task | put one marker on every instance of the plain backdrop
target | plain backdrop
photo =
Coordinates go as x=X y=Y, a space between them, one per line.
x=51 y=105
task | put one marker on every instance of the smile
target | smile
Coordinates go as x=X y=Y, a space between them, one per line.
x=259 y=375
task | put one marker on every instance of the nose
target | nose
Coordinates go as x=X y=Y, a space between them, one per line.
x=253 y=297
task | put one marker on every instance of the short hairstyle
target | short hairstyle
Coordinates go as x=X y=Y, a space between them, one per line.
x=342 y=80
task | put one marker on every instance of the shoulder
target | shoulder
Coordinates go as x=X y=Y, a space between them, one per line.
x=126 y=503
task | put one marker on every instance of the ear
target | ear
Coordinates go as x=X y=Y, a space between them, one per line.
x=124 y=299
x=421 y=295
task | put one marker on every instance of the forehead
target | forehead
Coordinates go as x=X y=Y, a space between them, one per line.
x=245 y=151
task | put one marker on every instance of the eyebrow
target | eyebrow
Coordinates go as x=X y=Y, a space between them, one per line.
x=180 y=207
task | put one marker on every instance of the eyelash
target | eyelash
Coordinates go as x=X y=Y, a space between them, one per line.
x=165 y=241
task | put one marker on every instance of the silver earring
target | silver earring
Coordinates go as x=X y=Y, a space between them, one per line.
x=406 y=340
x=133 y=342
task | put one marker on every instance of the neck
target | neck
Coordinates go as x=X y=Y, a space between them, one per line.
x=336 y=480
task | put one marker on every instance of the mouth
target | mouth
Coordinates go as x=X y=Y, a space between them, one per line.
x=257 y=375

***

Copy every line of the items above again, word for word and in the same order.

■ TASK RESPONSE
task | put one marker on every instance of the plain backdrop
target | plain backdrop
photo =
Coordinates go as x=X y=Y, a space between them, one per line.
x=51 y=105
task | put one marker on every instance of the smile
target | smile
Coordinates go as x=X y=Y, a space between them, one per line.
x=259 y=375
task | put one marker on every instance of the nose
target | nose
Coordinates go as x=X y=Y, a space between them, one per line.
x=253 y=297
task | put one marker on every instance of the short hairstyle
target | short hairstyle
Coordinates go as x=X y=Y, a space between them, one per line.
x=342 y=80
task | put one marker on every instance of the shoulder
target | shoulder
Coordinates go as x=X y=Y, a space between them, one per line.
x=126 y=503
task | put one marker on every instance of the ear
target | ear
Coordinates go as x=X y=Y, a space between them, one per line.
x=124 y=299
x=421 y=295
task | put one marker on every instance of the forehead
target | forehead
Coordinates go as x=X y=Y, a space between them, one per line.
x=245 y=151
task | put one marker on every instance of the eyebrow
target | eyebrow
Coordinates go as x=X y=Y, a space between them, one per line.
x=180 y=207
task | put one marker on every instance of the eyelash
target | eyelash
Coordinates go as x=X y=Y, a space between them, one per line.
x=165 y=241
task | put one marker on every instance of the silver earring
target | silver earring
Coordinates go as x=X y=Y, a space between them, one per line.
x=406 y=340
x=133 y=342
task | put one marker on every instance of the neck
target | neck
Coordinates go as x=X y=Y, a space between them, one per line.
x=336 y=480
task | put one marker on every instance of the mouth
target | mouth
Coordinates go as x=X y=Y, a space between them, one per line.
x=257 y=375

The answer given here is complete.